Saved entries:
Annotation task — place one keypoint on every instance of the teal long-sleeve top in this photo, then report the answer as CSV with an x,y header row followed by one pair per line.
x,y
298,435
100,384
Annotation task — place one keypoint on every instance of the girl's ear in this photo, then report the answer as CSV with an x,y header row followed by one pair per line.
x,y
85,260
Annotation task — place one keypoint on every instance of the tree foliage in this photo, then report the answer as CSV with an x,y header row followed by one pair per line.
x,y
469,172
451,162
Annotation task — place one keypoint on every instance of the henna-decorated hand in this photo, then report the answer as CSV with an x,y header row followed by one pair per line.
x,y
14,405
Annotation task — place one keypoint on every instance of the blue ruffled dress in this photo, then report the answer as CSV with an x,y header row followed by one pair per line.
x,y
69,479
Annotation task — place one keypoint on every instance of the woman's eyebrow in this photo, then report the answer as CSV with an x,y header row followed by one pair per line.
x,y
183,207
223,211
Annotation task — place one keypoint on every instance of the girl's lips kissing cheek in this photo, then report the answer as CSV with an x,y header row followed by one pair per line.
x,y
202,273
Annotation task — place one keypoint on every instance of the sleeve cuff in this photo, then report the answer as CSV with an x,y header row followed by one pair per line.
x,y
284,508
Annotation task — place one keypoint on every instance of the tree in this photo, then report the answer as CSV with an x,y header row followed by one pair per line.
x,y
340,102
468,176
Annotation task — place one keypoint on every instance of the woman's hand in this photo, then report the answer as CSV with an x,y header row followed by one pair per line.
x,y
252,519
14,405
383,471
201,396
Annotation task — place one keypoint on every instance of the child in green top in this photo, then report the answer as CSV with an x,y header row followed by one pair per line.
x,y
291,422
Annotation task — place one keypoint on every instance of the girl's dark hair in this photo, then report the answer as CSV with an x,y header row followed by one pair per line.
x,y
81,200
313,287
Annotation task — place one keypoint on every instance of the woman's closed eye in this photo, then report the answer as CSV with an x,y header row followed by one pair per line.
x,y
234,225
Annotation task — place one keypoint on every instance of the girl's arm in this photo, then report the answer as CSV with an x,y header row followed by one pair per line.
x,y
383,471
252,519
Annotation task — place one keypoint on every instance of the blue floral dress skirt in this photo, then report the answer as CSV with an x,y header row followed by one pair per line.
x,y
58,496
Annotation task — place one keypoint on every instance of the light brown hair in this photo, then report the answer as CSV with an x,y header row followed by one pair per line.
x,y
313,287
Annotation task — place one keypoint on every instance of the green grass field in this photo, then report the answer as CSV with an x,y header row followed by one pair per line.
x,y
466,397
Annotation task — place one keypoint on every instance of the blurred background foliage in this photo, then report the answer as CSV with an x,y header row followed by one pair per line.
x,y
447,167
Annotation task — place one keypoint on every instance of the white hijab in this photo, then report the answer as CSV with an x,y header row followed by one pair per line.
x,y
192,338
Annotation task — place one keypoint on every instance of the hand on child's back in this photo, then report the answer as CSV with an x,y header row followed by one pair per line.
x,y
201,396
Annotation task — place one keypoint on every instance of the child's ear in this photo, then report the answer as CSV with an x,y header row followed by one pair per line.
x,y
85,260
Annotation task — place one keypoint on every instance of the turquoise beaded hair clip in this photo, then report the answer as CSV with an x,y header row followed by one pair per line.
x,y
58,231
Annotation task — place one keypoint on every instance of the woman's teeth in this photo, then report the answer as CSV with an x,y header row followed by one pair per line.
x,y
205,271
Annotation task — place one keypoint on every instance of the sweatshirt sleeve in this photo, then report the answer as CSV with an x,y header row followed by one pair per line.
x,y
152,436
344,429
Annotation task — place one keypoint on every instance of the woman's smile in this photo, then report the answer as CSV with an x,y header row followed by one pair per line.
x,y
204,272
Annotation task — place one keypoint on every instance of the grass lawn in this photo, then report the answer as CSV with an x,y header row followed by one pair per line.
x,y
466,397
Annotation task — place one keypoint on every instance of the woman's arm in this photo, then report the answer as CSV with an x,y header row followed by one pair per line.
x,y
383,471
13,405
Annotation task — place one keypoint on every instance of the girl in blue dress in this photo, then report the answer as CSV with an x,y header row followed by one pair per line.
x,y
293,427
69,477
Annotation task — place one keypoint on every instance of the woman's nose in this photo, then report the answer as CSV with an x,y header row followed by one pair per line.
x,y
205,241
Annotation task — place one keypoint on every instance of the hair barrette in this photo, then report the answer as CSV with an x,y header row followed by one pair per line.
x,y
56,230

» **TASK BRIEF**: Set out the complete listing exactly as shown.

» **WORKED SOLUTION**:
Annotation task — place one keypoint on every instance of the teal long-sleeve top in this photo, then report the answer as CSV with an x,y header row followed by one pair per line.
x,y
298,435
100,384
Annotation task — place one keypoint on every instance of the girl's ear in this photo, then report the answer as CSV with an x,y header row followed by one pair per line.
x,y
85,260
Annotation task — place one keypoint on every instance of the tree foliage in this photo, then report the answer as CSV with an x,y header row followed by one pair per line.
x,y
469,172
451,162
Annotation task — place one keypoint on every instance of the henna-decorated hand in this photo, then report the answer as CSV with an x,y header row followed by one pair per line.
x,y
14,405
Annotation task — place one keypoint on every instance of the blue ruffled dress in this photo, then report the answer as CSV with an x,y header row followed by one pair per line.
x,y
69,479
Annotation task — place one keypoint on every instance of the woman's eyebrow in this photo, then report the answer as CSV with an x,y header row followed by one pair per line.
x,y
183,207
223,211
Annotation task — place one keypoint on every instance of the girl's lips kissing cheek in this photo, then report the answer as CSV with an x,y header row followed by one pair per line.
x,y
202,273
Annotation task — place one keypoint on every instance of the sleeve cuff in this photo, then report the answer as CSV with an x,y header row followed by one pair per line.
x,y
284,508
Annotation task — place one keypoint on every instance of the tree in this photo, then report the answer as CSV with an x,y header row followed by one pair per line.
x,y
340,102
468,176
Annotation task — place one keypoint on every instance of the woman's hand in this photo, then report the answer as CSV with an x,y header row followed by one pair per line.
x,y
252,519
14,405
383,471
201,396
Annotation task — place one keypoint on every instance of the child in green top in this photo, then report the answer as CSV with an x,y header row followed by one pair per line.
x,y
291,422
Annotation task — place one keypoint on every instance of the girl's dark hair in this photo, then report the answer as CSV with an x,y header row followed by one pair per line.
x,y
81,200
313,287
Annotation task — place one keypoint on every instance of the woman's closed eye in this photo, then report the answer as CSV with an x,y header row followed by one pair per line.
x,y
234,225
Annotation task — place one keypoint on every instance of the girl's arm in this photo, then report the answer as CSV with an x,y header row followed by one pair per line.
x,y
383,471
252,519
Annotation task — place one keypoint on every instance of the blue floral dress skirt in this photo, then report the answer as CSV with an x,y header row followed by one pair per line.
x,y
58,496
Annotation task — place one keypoint on every instance of the light brown hair in this photo, then report the answer as CSV with an x,y header row followed by one pair per line.
x,y
313,287
Annotation task — place one keypoint on every instance of the green grass field in this photo, then report the answer as CSV with an x,y header row followed by one pair per line.
x,y
466,397
Annotation task — place one keypoint on every instance of the blurred background foliage in this photo, then report the answer as CSV with an x,y header row followed by one pair per line.
x,y
447,167
Annotation task — place one keypoint on every instance of the white hijab in this photo, then report the answer as CSV with an x,y header row followed by one pair per line.
x,y
192,338
Annotation task — place one keypoint on every instance of the hand on child's back in this photo, then report the answer as CSV with an x,y header row followed by one pair per line.
x,y
201,396
Annotation task — place one keypoint on every instance of the child's ear in this photo, then report the answer as CSV with an x,y header row followed by one pair per line.
x,y
85,260
Annotation task — place one keypoint on every instance of the turquoise beaded hair clip in this photo, then report the answer as CSV with an x,y header row followed by one pair per line.
x,y
58,231
Annotation task — place one keypoint on every instance of the woman's teeth in this photo, then report the answer as CSV with an x,y header row followed by one pair per line.
x,y
205,271
Annotation task — place one keypoint on every instance of the sweatshirt sleeve in this photo, then report the answer as CSV with an x,y header row followed by one pair per line.
x,y
152,436
344,429
Annotation task — place one keypoint on every instance of the woman's smile in this photo, then report the answer as CSV with an x,y header row followed by one pair per line.
x,y
204,272
Annotation task — place one keypoint on every instance of the grass lawn in this photo, then report the answer as CSV with an x,y header row followed by one pair per line.
x,y
466,397
Annotation task — place one keypoint on every instance of the woman's arm in this photo, then report the answer as CSV with an x,y header row followed by one pair per line.
x,y
383,471
13,405
Annotation task — place one keypoint on every instance of the girl in blue dress in this photo, then report the answer as CSV with an x,y header row followed by one pair per line.
x,y
293,427
69,477
Annotation task — place one keypoint on every instance of the woman's nose in this photo, then report the answer as CSV with an x,y header row followed by one pair per line.
x,y
205,241
Annotation task — place one keypoint on every instance of the hair barrette in this photo, then report the answer as CSV with an x,y header row followed by one pair per line.
x,y
56,230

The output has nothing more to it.